Document excerpt
/ 18 February 2009

Africa: Bent out of shape

Nowhere on the planet are there countries as oddly shaped as in Africa. You have all those West African nations — whose kingdoms run strangely horizontally and vertically on the map. Tiny Gambia is stranded inside Senegal — and I know they told me why in school, but I’ve, erm, forgotten.

I went to Gambia; it is so full of good and polite people, who are similar to the people of Senegal, and yet different — and yet the same. Their president’s photograph hangs on every wall, he cures Aids and he looks utterly mad. He is mad. Should we be surprised? But at the same time there are so many polite and gracious people in Gambia who have such a sense of neighbourliness and consideration.

You have Congo: choking, portless and with all that ore. Kenya with its 40-something languages came into existence because of the Suez canal. The canal itself came into existence as a sort of distant security buffer so that some Machiavellian alien, who may have wanted to bomb the Nile and kill the Suez, would have to apply for a visa at the Port of Mombasa before entering with his bombs. Kenyans are the creation of a British empire that had overreached itself and saw threats everywhere. Liberia, at some point, was just a massive rubber plantation for Firestone.

There was no real intense colonial hunger for Kenya: it was not India, the jewel, or South Africa, the goldmine. There is Sudan, which makes no sense to anybody, except that it retains the shape we were taught at school. For reasons that seem old already, these shapes must stay as they are.

Next week, I shall be sane again. I shall rail against governance and corruption and elections and the evils of neo-liberalism and exploitation and other angry thirdy-worldy things.

Today, I am a bit weak. I just wonder, I mean really wonder, what all these shapes inside this continent are all about.

So, is “development” the shape that human beings find themselves stuck in? Can the United Nations be injected with cocktails, carefully mixed in World Banky, Davosy, Addis Abbebery places. Are such research institutes looking for the vaccine to cure the fact that our maps were quick, ignorant scribbles by mad explorers bearing fake rubber stamps they called treaties?

Is this the deal?

Have you ever wondered at the mystery of the failed state? It remains, in its shape, on the map, even after its government cannot live within its borders.

So, every few months, there is a new Somali government and then the leader has to leave the country. But Somalia must remain. I guess it must remain partly because its borders are defined not by its purpose, or mission, but by the fact that the moment you cross a border you are in another country, so you are stranded in your shape because your shape is maintained by the existence of your neighbours.

We go about having free and fair elections in Congo, and Somalia, and Kenya. We have this “language” for all these shapes, which diagnoses problems as though these shapes are all the same thing, full and ripe creatures seeking medical help. The X-ray says: “Aha, this is the problem. Take two and it will be fine.”

In the days when I deceived myself with the idea that I was a businessperson, somebody told me that to run a business just means to do the same thing over and over again. Someone else mentioned to me that success in “globalisation” is as much about speaking its language, integrating yourself into the “way things are done”, fitting the form and not asking too many questions.

We were drinking somewhere, a friend and I, and saying oh, you know, Africa’s great victory is that it has never really been conquered in the way Europe or Asia understands conquest. Not in the past few centuries certainly.

But recently, not Idi Amin, not the British, nor Mugabe have managed to command the will of their populations, by fear or terror or the vote. People fear Mugabe, but the maximum he can do is make them avoid toppling him. All that force, all of that force, for so frail a reward.

The recent phenomenon I have seen that commands the desires and loyalty of people is the Pentecostal movement and the Mourides in Senegal. They are building “cities”.

It feels sometimes as though all these shapes we call nations are mostly empty frames and a lot of noise.

But maybe I am just being crazy. I will be good again, when you next read my column.

Task 1
Repeat the passage of the Africa column starting at "There was no" and ending at "are all about.".
Task 2
Answer these questions from the Africa column:
(a) Which country is described as stranded inside Senegal?
(b) What was Liberia at one point?
(c) Which two movements command the desires and loyalty of people?
The data comes from a different source than the column.

Source data

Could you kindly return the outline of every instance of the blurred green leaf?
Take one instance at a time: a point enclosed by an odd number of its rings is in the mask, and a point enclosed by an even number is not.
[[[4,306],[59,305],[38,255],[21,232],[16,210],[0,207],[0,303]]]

Expected answer 1
There was no real intense colonial hunger for Kenya: it was not India, the jewel, or South Africa, the goldmine. There is Sudan, which makes no sense to anybody, except that it retains the shape we were taught at school. For reasons that seem old already, these shapes must stay as they are.

Next week, I shall be sane again. I shall rail against governance and corruption and elections and the evils of neo-liberalism and exploitation and other angry thirdy-worldy things.

Today, I am a bit weak. I just wonder, I mean really wonder, what all these shapes inside this continent are all about.

Expected answer 2
(a) Gambia
(b) A massive rubber plantation for Firestone
(c) The Pentecostal movement and the Mourides in Senegal